----- DATA SECTION

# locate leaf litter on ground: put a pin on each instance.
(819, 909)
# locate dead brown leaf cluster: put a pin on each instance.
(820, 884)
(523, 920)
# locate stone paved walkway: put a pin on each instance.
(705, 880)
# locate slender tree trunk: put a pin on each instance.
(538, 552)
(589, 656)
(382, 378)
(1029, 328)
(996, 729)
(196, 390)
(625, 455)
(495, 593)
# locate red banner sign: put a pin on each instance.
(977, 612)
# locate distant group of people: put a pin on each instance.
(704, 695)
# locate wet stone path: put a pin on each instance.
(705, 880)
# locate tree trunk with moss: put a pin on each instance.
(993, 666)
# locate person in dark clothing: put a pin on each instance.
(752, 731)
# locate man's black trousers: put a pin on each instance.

----------

Please put all of the entries above into a numbered list, leaving out any blank lines.

* [TASK RESULT]:
1. # locate leaf litter on ground: put a pin on each instance.
2. (819, 909)
3. # locate dead brown leaf cluster: put a pin on each instance.
4. (820, 884)
5. (523, 920)
6. # locate stone paved walkway: put a pin on each instance.
7. (705, 880)
8. # locate slender tree trunk: put a pin on each instance.
9. (538, 552)
10. (589, 656)
11. (382, 378)
12. (1029, 328)
13. (996, 729)
14. (196, 390)
15. (625, 455)
16. (495, 593)
17. # locate red banner sign: put a pin on each instance.
18. (977, 612)
19. # locate distant group of people: put a pin on each instance.
20. (704, 695)
21. # locate wet stone path: put a pin on each instance.
22. (705, 880)
23. # locate tree trunk with moss: put a pin on each instance.
24. (993, 666)
25. # locate person in dark clothing: put a pin on each instance.
26. (752, 731)
27. # locate man's black trousers: put a pin on each instance.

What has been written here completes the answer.